[[ Text segment, beginning ]]

Then, as he neared the end of his career, this unpretentious superstar
was thrust into the full glare of media hype as he fought the battle of his
life--taking on Babe Ruth's ghost. "Hammerin' Hank" finished the 1973 season
with 713 career home runs, only one less than Ruth's lifetime 714. After
enduring a whole winter of "experts" speculating when he would, whether he
could, and even if he should break the record, Aaron tied it in his first
at-bat of 1974. A few days later, on April 8, at 9:07 EST, before 53,775
Atlanta fans, he elevated Al Downing's pitch into the record books as number
715. Before retiring in 1976, Aaron brought his record total up to 755.
More than a decade later, the "greatest home run hitter" ruckus remains
unsettled. Aaronites like to point out that Hank faced some un-Ruthian
obstacles in playing most of his career in a "pitcher's park," facing more
"good" pitchers and batting under lights. Ah, yes, say the pro-Ruthians, but
the Babe had charisma!
Although he was never spectacular, on the basis of consistency Aaron was
awesome. Among all players, he ranks third in games and hits, second in
at-bats, runs, and total runs (runs plus RBIs), and first in home runs and
RBIs--and grounding into double plays. His average season over twenty-three
years was .305, 33 home runs, 100 RBIs. He hit 40 home runs or better eight
times, the last when he was thirty-nine years old. Just running out his
homers covered over fifty-one miles. He was named to the Hall of Fame in
1982.

[[ Text segment, end ]]

Required work:
1. In the Hank Aaron passage, rewrite the section between "Then, as he" and "total up to 755.", inclusive, changing "superstar" to "slugger".
2. According to the Hank Aaron passage, what career home run total did Aaron reach before retiring in 1976?
3. Write a continuation of the Hank Aaron passage, picking up after its final sentence.

[[ Provided data, beginning ]]

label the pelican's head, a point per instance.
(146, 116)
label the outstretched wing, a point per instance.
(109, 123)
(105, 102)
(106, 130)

[[ Provided data, end ]]

Written responses:
1.
Then, as he neared the end of his career, this unpretentious slugger
was thrust into the full glare of media hype as he fought the battle of his
life--taking on Babe Ruth's ghost. "Hammerin' Hank" finished the 1973 season
with 713 career home runs, only one less than Ruth's lifetime 714. After
enduring a whole winter of "experts" speculating when he would, whether he
could, and even if he should break the record, Aaron tied it in his first
at-bat of 1974. A few days later, on April 8, at 9:07 EST, before 53,775
Atlanta fans, he elevated Al Downing's pitch into the record books as number
715. Before retiring in 1976, Aaron brought his record total up to 755.

2. 755

3.
When Reggie Jackson hit his 400th homer, he was asked if he could catch
Aaron's 755. Reggie shook his head. Aaron, he said, was still an entire
career away.
Charles "Babe" Adams
Pitcher, StL (N) 1906, Pit (N) 1907-26
The 1909 World Series had Detroit's Ty Cobb and Pittsburgh's Honus Wagner, but
the star of the classic was Adams, a twenty-seven-year-old Pirate rookie. The
quiet righthander from Indiana--a creditable 12-3 in 1909 but hardly the Buc
ace--might not have pitched at all had star hurler Howie Camnitz not come
down with an attack of quinsy. Pittsburgh manager Fred Clarke had been tipped
that Adams threw with the "same style but faster" than AL pitcher Dolly Gray,
who'd stumped Detroit batters during the season. Playing the hunch, Clarke
sent the boy to do a man's job in the Series opener. Adams responded with a
six-hitter, then six-hit the Tigers again in the fifth and seventh games to
make the Pirates world champs.
Babe's best pitches were a good fastball (which earned him his nickname
as a kid) but especially a curveball that could freeze batters in their
tracks. His real talent, however, was his control. It took him to 194 Pirate
wins over eighteen seasons, including 22-12 in 1911 and 21-10 in 1913. In
1914, he pitched a twenty-one-inning game without allowing a single walk. He
averaged just 1.29 walks per nine innings over his career, with a pinpoint
0.62 record in 1920 (18 walks in 263 innings), tying with Christy Mathewson
(1913) for best of all time.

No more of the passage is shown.